##### Selected excerpt

Monday, April 13, 2015

Performance Tuning Tips for Running Spark Applications

Based on what I have read and experimented so far, I have provided some key factors that can impact the performance of Apache Spark applications, specifically spark streamingConcurrency and memory consumption are two key areas that needs careful attention when tuning for performance. The below tips mainly address improving concurrency and reducing memory consumption of spark applications.

Partitions and Concurrency

A spark job consists of several transformations which is broken down into stages that form a pipeline.In the case of Spark Streaming, as data comes in, it is collected, buffered and packaged in blocks during a given time interval - this interval is commonly referred to as "batch interval". When this interval elapses, the collected data is sent to Spark for processing.The data is stored in blocks - these blocks become the RDD partitions. So, the number of tasks that will be scheduled for micro-batch can be expressed as below:

number of tasks = (number of stages) * (number of partitions)



From the above expression, we can see that reducing the number of partitions can have a direct impact on the number of tasks that will be scheduled for computation. However, having too few partitions can lead to less concurrency, which can cause the task to take longer to complete. In addition, having fewer partitions can lead to higher likelihood for data skewness. Thus, the number of partitions can neither be too small nor too high - it has to be balanced. A good lower bound for number of partitions is to have atleast 2 * (# cores in cluster). For example, if you have 100 cores in the clusters, a good starting point for number of partitions is around 200. From there on, you can continue to keep increasing the number of partitions until you can see that you get a good balance of concurrency and task execution time.

##########

Can you copy out the Spark performance tuning post above word for word, from its date line to its final sentence?

##### Source data

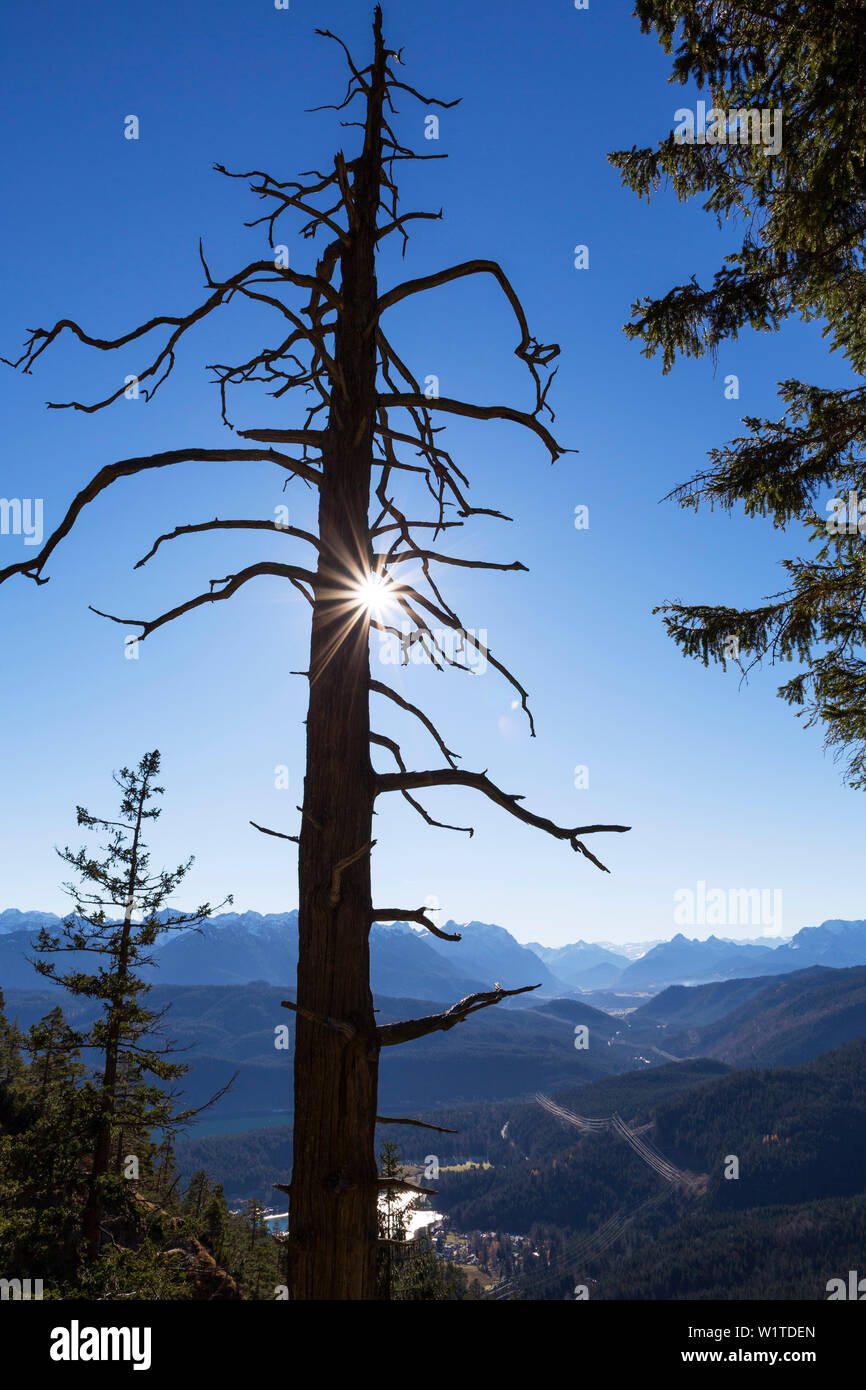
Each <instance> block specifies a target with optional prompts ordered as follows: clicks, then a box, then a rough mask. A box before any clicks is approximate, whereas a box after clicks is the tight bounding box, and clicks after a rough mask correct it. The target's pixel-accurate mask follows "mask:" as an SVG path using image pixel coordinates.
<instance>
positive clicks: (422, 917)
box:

##########

**Completed exercise:**
Monday, April 13, 2015

Performance Tuning Tips for Running Spark Applications

Based on what I have read and experimented so far, I have provided some key factors that can impact the performance of Apache Spark applications, specifically spark streamingConcurrency and memory consumption are two key areas that needs careful attention when tuning for performance. The below tips mainly address improving concurrency and reducing memory consumption of spark applications.

Partitions and Concurrency

A spark job consists of several transformations which is broken down into stages that form a pipeline.In the case of Spark Streaming, as data comes in, it is collected, buffered and packaged in blocks during a given time interval - this interval is commonly referred to as "batch interval". When this interval elapses, the collected data is sent to Spark for processing.The data is stored in blocks - these blocks become the RDD partitions. So, the number of tasks that will be scheduled for micro-batch can be expressed as below:

number of tasks = (number of stages) * (number of partitions)



From the above expression, we can see that reducing the number of partitions can have a direct impact on the number of tasks that will be scheduled for computation. However, having too few partitions can lead to less concurrency, which can cause the task to take longer to complete. In addition, having fewer partitions can lead to higher likelihood for data skewness. Thus, the number of partitions can neither be too small nor too high - it has to be balanced. A good lower bound for number of partitions is to have atleast 2 * (# cores in cluster). For example, if you have 100 cores in the clusters, a good starting point for number of partitions is around 200. From there on, you can continue to keep increasing the number of partitions until you can see that you get a good balance of concurrency and task execution time.